> _STORED DATA_
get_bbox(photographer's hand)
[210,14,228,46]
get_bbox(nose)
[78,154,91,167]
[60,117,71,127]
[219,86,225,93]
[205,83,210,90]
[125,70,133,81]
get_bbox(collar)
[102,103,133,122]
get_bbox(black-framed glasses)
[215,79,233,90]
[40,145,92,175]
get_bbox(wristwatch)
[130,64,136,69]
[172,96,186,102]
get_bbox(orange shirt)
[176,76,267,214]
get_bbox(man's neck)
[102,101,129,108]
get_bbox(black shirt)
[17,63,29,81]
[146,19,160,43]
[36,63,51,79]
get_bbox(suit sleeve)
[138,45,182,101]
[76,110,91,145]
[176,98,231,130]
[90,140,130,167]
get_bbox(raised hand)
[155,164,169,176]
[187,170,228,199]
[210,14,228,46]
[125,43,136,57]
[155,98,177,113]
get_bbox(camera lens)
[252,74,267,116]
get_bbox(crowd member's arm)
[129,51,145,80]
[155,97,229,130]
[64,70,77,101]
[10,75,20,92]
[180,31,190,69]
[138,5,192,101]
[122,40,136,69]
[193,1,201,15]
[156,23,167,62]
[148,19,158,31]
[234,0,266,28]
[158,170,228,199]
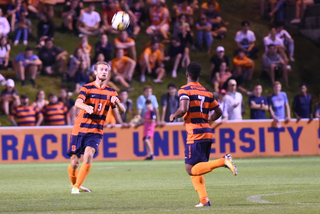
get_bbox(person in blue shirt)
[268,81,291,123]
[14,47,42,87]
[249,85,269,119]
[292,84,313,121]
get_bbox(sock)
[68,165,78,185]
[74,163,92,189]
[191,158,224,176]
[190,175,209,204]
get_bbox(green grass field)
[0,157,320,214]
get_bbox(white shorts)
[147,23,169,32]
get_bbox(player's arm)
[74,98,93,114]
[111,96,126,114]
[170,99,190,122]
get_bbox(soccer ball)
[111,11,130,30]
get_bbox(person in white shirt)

==

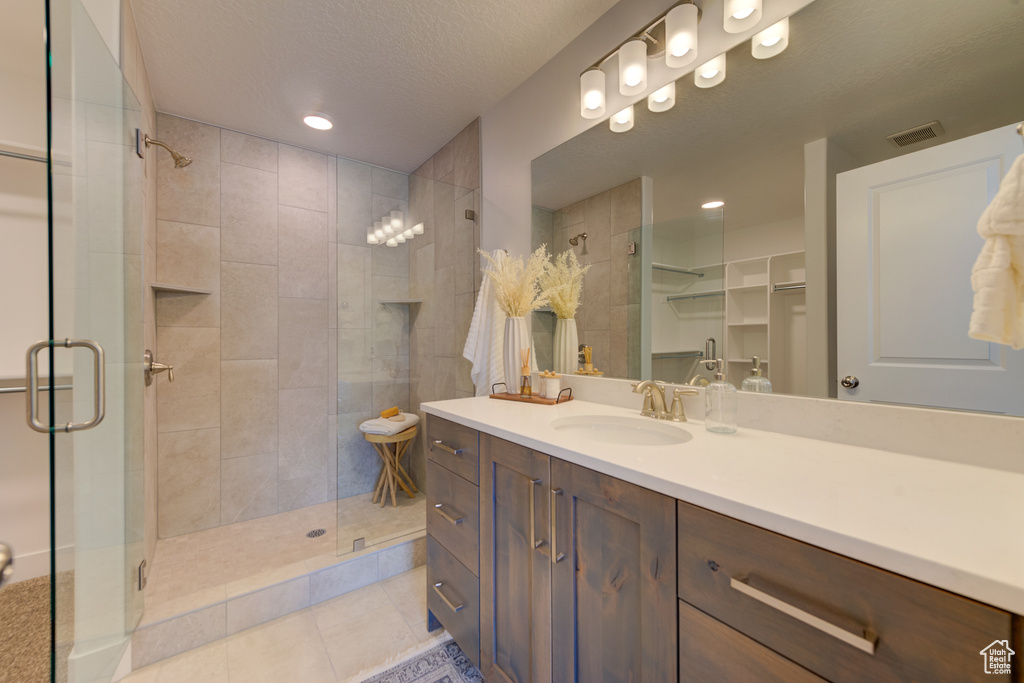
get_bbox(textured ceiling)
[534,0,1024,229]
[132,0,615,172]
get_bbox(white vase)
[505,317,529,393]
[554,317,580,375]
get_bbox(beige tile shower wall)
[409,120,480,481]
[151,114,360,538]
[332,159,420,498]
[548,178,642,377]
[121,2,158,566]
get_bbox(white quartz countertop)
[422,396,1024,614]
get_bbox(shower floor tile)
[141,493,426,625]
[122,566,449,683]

> _WHAT THE TASK ASKS_
Reproduce the material from the line containing "get_bbox(beige tile shower wall)" down to the line containing "[122,566,449,683]", with both of those lines included.

> _THE REPLY_
get_bbox(beige tile shower wall)
[409,120,480,481]
[151,114,360,538]
[332,159,420,498]
[548,178,642,377]
[121,2,158,566]
get_bbox(white quartz countertop)
[422,396,1024,614]
get_bbox(shower floor tile)
[141,493,426,625]
[122,566,449,683]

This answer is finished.